Collected data
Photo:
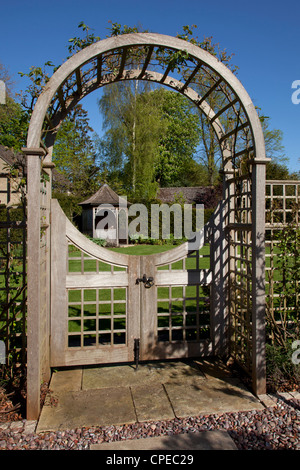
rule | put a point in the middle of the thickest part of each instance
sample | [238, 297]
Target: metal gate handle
[148, 281]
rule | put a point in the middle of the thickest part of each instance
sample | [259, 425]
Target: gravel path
[277, 427]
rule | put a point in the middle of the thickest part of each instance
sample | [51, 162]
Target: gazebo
[101, 214]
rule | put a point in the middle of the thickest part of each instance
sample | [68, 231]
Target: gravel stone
[275, 428]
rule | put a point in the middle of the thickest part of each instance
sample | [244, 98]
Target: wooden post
[258, 278]
[148, 310]
[33, 283]
[59, 316]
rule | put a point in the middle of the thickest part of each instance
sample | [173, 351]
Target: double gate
[108, 307]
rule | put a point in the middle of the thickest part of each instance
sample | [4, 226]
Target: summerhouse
[101, 215]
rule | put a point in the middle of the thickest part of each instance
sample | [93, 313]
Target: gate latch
[148, 281]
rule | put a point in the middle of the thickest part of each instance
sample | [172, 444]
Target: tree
[74, 154]
[180, 140]
[133, 123]
[13, 119]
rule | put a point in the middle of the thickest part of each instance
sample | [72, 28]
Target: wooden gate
[102, 301]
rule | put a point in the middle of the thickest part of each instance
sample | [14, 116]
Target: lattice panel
[12, 271]
[282, 210]
[241, 297]
[240, 270]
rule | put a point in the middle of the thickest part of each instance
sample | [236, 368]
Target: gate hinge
[136, 352]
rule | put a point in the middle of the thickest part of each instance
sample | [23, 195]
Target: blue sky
[263, 35]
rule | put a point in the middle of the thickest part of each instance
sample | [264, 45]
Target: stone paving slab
[116, 395]
[127, 375]
[66, 380]
[210, 397]
[203, 440]
[88, 408]
[151, 403]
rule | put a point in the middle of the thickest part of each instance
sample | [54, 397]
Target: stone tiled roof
[191, 195]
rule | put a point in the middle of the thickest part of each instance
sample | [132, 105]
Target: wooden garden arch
[238, 226]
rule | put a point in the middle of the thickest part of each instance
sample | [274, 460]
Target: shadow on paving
[120, 394]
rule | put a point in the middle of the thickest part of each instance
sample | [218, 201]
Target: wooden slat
[99, 68]
[79, 81]
[173, 278]
[92, 281]
[190, 78]
[229, 105]
[146, 63]
[234, 131]
[212, 88]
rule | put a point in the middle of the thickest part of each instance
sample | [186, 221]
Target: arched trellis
[156, 58]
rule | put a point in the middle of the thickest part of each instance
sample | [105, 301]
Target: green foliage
[282, 373]
[284, 324]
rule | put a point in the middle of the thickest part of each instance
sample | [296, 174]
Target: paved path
[116, 395]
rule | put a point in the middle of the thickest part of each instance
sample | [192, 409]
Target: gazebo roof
[104, 195]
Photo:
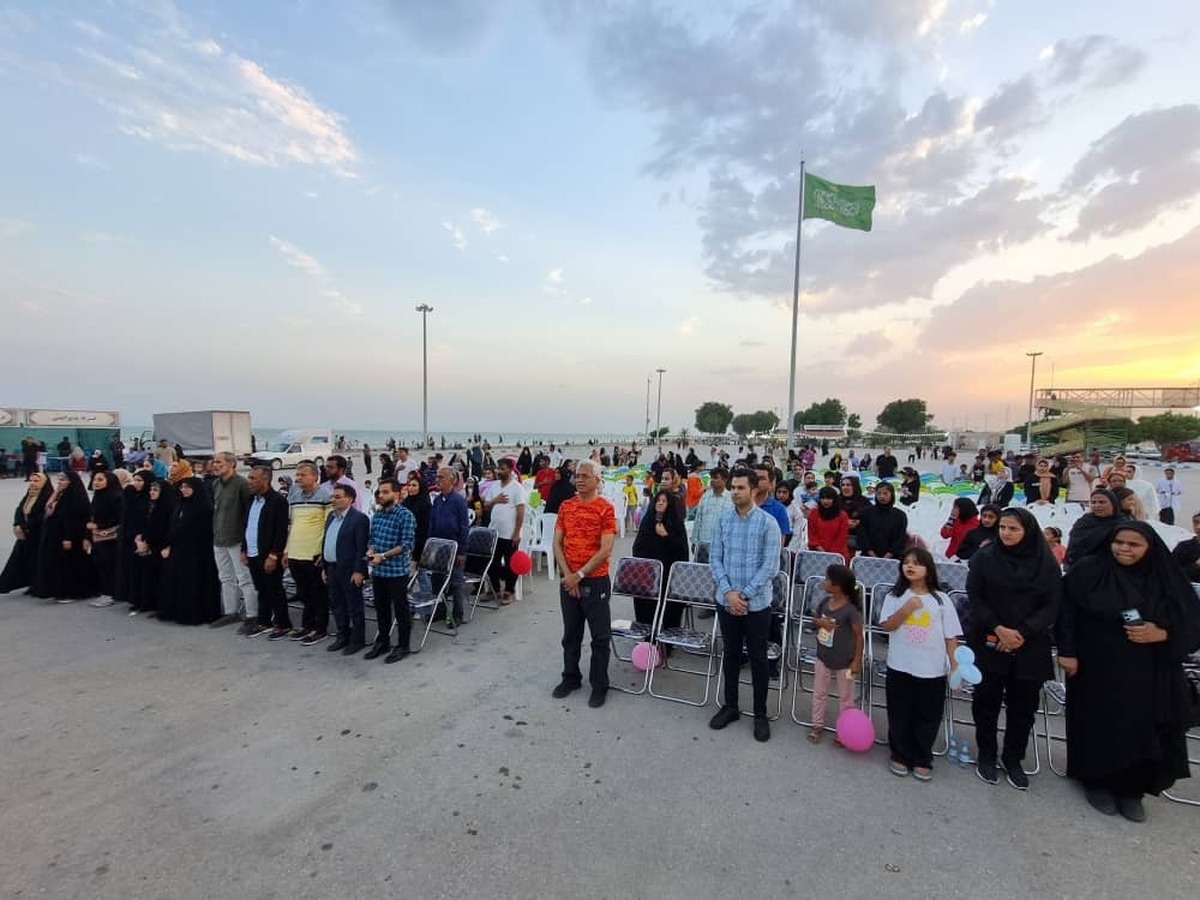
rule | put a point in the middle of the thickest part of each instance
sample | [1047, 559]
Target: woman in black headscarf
[145, 586]
[133, 521]
[853, 504]
[64, 568]
[21, 571]
[1128, 621]
[191, 588]
[103, 529]
[1014, 588]
[1091, 531]
[661, 535]
[885, 529]
[983, 534]
[563, 487]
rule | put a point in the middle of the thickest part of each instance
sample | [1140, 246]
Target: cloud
[183, 90]
[486, 220]
[868, 345]
[298, 258]
[11, 228]
[460, 239]
[1144, 167]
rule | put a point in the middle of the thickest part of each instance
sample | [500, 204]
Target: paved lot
[144, 760]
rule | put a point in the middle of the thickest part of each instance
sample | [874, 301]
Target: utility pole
[425, 310]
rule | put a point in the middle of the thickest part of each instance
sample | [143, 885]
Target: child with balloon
[924, 630]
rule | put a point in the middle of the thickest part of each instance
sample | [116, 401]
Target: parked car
[294, 447]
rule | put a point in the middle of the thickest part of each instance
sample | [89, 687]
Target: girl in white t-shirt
[924, 629]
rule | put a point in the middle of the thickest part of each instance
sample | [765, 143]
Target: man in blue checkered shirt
[744, 558]
[390, 553]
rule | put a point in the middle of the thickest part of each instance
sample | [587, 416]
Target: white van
[294, 447]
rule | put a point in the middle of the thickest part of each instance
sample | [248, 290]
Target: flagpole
[796, 315]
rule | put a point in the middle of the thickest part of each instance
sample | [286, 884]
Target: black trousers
[502, 571]
[591, 607]
[391, 605]
[312, 593]
[750, 630]
[346, 603]
[915, 714]
[1020, 700]
[273, 603]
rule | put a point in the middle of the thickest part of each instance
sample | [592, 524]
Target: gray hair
[591, 465]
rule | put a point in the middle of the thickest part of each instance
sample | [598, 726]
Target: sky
[221, 204]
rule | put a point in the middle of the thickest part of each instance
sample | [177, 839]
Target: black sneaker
[564, 689]
[1132, 809]
[761, 729]
[987, 771]
[1017, 778]
[724, 717]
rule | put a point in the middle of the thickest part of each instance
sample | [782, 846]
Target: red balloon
[521, 563]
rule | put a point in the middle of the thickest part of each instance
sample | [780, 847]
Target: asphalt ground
[148, 760]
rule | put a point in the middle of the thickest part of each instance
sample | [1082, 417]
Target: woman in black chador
[1128, 621]
[64, 569]
[191, 588]
[27, 527]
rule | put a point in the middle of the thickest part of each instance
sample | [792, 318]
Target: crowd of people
[1113, 603]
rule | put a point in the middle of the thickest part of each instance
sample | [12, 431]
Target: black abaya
[21, 570]
[191, 588]
[1126, 706]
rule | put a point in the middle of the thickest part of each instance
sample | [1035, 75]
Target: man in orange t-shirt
[583, 538]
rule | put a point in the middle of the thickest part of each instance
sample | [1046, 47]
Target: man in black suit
[345, 553]
[263, 541]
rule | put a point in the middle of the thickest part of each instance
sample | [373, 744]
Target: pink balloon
[521, 563]
[856, 731]
[646, 655]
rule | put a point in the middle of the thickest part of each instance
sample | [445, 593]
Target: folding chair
[437, 559]
[952, 575]
[543, 545]
[693, 585]
[637, 580]
[780, 607]
[480, 559]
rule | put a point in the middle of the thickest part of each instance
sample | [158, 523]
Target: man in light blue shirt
[744, 558]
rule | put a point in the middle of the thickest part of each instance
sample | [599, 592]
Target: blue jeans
[592, 607]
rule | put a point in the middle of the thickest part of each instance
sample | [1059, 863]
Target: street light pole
[425, 310]
[658, 418]
[647, 411]
[1029, 424]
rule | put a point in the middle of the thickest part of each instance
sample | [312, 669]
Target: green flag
[847, 205]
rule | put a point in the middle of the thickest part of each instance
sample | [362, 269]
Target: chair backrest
[438, 556]
[811, 563]
[481, 541]
[780, 587]
[634, 576]
[691, 583]
[952, 575]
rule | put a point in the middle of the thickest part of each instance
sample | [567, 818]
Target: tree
[829, 412]
[1165, 429]
[904, 417]
[713, 418]
[743, 424]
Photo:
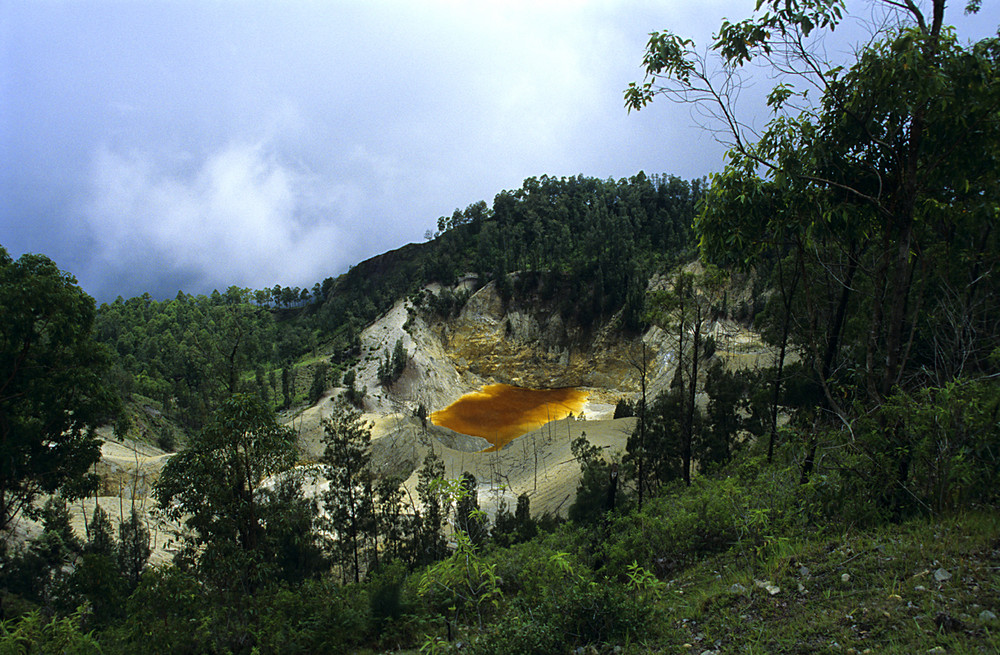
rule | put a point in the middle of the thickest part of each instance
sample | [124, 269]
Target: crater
[501, 413]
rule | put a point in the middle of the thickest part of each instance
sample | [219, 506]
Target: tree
[349, 502]
[685, 309]
[895, 159]
[133, 548]
[53, 391]
[886, 187]
[215, 486]
[469, 518]
[434, 510]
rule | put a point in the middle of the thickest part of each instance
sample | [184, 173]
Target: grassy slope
[906, 588]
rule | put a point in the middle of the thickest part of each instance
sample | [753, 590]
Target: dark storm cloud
[152, 146]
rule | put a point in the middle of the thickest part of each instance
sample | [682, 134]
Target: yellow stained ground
[500, 413]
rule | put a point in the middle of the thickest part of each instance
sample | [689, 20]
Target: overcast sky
[162, 145]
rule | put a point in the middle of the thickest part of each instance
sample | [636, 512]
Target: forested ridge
[598, 241]
[842, 498]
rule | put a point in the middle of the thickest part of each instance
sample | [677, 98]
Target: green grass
[890, 601]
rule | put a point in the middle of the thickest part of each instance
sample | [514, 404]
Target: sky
[164, 145]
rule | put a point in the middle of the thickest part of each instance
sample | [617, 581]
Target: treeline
[190, 353]
[591, 243]
[597, 241]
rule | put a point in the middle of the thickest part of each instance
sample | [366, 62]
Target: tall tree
[350, 500]
[215, 487]
[896, 158]
[53, 392]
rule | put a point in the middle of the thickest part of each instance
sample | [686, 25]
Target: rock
[771, 588]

=== TASK GOAL ===
Find every line in the listing that contains the string "chair" and copy each of those lines.

=== RESULT OF THE TASK ===
Target: folding chair
Target: chair backrest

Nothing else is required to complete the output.